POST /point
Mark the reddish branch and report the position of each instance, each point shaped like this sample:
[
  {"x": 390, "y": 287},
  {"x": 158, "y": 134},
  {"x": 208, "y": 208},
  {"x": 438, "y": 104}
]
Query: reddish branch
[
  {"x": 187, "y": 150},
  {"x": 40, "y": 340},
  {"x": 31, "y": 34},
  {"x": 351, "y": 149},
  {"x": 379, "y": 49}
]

────

▶ **Exercise details**:
Rewrite the entries with "brown twig" substituted for every occurrence of "reddish branch", changing nothing else.

▶ **Complete response**:
POST /point
Mark the brown twig and report the position of each instance, each point shaped like this sample:
[
  {"x": 390, "y": 287},
  {"x": 158, "y": 134},
  {"x": 208, "y": 208},
  {"x": 438, "y": 104}
]
Query: brown twig
[
  {"x": 187, "y": 150},
  {"x": 40, "y": 340},
  {"x": 31, "y": 34},
  {"x": 351, "y": 149},
  {"x": 379, "y": 49}
]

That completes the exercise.